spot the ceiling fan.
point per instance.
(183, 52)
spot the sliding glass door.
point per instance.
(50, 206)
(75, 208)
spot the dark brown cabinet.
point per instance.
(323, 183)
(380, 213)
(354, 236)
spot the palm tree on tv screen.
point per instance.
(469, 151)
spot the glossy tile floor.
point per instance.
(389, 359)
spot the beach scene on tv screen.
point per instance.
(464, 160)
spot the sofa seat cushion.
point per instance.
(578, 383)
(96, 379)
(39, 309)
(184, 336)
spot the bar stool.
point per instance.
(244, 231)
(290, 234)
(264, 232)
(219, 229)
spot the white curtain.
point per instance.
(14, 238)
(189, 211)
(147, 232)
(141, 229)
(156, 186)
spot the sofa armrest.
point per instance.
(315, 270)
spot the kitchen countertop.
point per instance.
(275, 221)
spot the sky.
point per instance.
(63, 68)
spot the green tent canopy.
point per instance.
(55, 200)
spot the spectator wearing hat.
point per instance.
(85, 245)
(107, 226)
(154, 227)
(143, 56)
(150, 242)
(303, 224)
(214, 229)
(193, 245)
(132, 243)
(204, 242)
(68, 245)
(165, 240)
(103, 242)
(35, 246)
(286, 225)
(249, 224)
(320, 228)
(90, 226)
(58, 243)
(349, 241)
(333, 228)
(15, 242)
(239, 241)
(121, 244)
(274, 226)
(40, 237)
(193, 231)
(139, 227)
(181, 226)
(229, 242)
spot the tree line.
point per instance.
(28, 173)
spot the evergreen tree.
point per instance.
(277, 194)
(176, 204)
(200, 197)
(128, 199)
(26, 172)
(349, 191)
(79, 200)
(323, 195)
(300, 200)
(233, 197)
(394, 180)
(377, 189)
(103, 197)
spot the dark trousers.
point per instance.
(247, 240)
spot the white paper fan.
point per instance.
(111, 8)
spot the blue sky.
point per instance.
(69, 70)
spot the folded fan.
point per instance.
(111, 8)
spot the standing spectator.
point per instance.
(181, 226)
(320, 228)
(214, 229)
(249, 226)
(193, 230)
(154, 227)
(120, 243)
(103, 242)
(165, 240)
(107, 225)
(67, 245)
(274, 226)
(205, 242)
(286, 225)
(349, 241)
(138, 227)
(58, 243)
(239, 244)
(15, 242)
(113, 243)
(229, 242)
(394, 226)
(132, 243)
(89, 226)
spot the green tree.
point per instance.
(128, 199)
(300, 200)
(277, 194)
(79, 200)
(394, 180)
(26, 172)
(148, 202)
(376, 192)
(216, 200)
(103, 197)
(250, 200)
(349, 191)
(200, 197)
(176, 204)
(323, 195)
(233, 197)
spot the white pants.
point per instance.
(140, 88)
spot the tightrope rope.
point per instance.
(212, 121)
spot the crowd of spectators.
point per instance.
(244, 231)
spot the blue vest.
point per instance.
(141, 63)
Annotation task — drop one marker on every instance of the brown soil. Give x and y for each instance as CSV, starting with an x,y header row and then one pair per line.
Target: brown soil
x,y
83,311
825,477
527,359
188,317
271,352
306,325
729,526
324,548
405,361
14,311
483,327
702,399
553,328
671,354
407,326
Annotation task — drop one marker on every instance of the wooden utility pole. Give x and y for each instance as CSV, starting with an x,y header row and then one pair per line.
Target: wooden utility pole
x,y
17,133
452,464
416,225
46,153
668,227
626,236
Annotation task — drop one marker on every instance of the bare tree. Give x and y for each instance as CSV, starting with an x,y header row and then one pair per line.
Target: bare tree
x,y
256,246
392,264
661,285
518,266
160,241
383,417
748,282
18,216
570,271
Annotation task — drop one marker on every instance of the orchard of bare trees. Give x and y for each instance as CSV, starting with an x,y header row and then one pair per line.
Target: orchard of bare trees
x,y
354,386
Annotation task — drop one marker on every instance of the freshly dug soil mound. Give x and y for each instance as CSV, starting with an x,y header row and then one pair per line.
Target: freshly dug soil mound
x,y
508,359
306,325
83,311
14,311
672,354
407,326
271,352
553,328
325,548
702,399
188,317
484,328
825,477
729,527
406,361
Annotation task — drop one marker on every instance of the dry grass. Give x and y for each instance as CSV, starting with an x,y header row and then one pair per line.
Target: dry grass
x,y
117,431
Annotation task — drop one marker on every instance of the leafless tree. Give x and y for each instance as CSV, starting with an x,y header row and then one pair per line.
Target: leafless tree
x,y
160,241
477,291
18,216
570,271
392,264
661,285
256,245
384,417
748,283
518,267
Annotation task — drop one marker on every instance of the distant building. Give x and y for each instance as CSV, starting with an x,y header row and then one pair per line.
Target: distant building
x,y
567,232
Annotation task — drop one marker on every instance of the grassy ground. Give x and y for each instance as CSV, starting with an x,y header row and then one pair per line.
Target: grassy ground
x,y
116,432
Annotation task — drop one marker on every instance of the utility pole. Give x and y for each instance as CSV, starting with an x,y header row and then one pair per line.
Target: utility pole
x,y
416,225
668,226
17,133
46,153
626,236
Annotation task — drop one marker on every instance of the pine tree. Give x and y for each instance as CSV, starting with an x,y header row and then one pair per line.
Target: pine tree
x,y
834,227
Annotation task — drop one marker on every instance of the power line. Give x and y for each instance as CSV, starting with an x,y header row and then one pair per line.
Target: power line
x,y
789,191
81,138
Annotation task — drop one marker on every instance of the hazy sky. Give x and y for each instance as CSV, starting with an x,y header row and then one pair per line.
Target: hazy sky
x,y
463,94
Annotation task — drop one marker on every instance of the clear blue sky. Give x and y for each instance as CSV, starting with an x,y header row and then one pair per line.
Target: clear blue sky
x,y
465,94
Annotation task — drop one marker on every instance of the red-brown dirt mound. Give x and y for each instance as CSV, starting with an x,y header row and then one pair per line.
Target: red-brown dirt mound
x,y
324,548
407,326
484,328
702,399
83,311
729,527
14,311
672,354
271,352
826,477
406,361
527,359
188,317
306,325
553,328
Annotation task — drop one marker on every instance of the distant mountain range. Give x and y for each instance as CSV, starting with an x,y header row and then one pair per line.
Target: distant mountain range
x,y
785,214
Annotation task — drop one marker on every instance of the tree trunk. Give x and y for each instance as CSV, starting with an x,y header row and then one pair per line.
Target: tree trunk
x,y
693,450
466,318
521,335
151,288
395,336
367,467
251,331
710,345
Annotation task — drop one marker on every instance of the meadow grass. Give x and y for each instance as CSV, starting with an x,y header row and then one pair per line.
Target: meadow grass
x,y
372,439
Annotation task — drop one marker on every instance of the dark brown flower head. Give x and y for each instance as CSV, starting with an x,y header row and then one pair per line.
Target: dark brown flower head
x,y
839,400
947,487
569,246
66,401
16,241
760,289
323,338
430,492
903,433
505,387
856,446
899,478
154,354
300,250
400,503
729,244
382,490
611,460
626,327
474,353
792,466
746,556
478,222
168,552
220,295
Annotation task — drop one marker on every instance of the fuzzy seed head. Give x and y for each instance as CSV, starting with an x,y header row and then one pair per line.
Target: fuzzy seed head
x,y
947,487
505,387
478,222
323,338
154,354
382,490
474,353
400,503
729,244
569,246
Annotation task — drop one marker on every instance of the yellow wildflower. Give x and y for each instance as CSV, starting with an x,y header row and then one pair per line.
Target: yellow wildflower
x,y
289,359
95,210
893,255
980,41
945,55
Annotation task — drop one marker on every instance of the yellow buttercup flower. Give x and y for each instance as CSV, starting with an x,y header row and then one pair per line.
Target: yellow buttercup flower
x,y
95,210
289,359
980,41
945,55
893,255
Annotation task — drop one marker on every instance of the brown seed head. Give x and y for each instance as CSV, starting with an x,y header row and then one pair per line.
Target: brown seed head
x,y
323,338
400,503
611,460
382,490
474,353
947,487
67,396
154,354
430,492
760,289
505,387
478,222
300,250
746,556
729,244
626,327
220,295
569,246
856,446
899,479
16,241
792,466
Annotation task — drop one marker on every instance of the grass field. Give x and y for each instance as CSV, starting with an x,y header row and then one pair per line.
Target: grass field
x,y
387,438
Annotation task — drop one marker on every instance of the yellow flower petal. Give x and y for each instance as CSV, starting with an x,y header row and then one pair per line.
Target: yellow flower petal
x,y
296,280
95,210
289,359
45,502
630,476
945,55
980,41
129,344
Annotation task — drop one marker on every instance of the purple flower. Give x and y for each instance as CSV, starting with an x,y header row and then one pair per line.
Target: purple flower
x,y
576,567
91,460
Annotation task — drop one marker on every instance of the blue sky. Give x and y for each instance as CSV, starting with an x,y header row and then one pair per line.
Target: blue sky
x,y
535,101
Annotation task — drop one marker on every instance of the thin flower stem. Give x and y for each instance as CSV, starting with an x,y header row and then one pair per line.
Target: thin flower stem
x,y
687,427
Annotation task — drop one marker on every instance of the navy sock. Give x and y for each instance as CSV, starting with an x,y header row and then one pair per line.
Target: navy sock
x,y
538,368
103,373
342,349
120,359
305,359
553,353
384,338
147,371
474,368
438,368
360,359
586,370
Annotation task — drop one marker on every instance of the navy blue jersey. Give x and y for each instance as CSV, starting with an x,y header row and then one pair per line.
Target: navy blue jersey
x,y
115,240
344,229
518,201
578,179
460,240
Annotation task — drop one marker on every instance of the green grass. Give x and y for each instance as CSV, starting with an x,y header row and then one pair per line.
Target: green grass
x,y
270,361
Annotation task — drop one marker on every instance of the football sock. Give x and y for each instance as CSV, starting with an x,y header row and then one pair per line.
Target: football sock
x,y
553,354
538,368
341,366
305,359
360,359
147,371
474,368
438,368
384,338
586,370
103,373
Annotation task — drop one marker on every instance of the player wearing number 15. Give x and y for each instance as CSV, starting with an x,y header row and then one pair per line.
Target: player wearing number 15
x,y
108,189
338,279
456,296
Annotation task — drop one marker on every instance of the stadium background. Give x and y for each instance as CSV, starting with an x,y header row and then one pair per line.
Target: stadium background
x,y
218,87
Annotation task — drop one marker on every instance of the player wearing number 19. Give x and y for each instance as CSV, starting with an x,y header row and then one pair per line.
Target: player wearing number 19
::::::::
» ASSIGNMENT
Output the material above exactly, but only from the line that carries "Target: brown soil" through the line that carries "of the bare".

» EXERCISE RESULT
Target: brown soil
x,y
83,311
825,477
527,359
188,317
271,352
306,325
729,526
324,548
405,361
14,311
483,327
702,399
553,328
671,354
407,326
Annotation task — drop one marker on every instance of the wooden utility pole. Give x and y for each instance as CSV, starting with an x,y header row and then one pair per line.
Target: wooden utility pole
x,y
17,133
452,464
416,225
46,153
668,227
626,236
Annotation task — drop one marker on every instance of the bare tree. Give x and y for each instance as CSV, starting with an x,y header row and then one pair per line.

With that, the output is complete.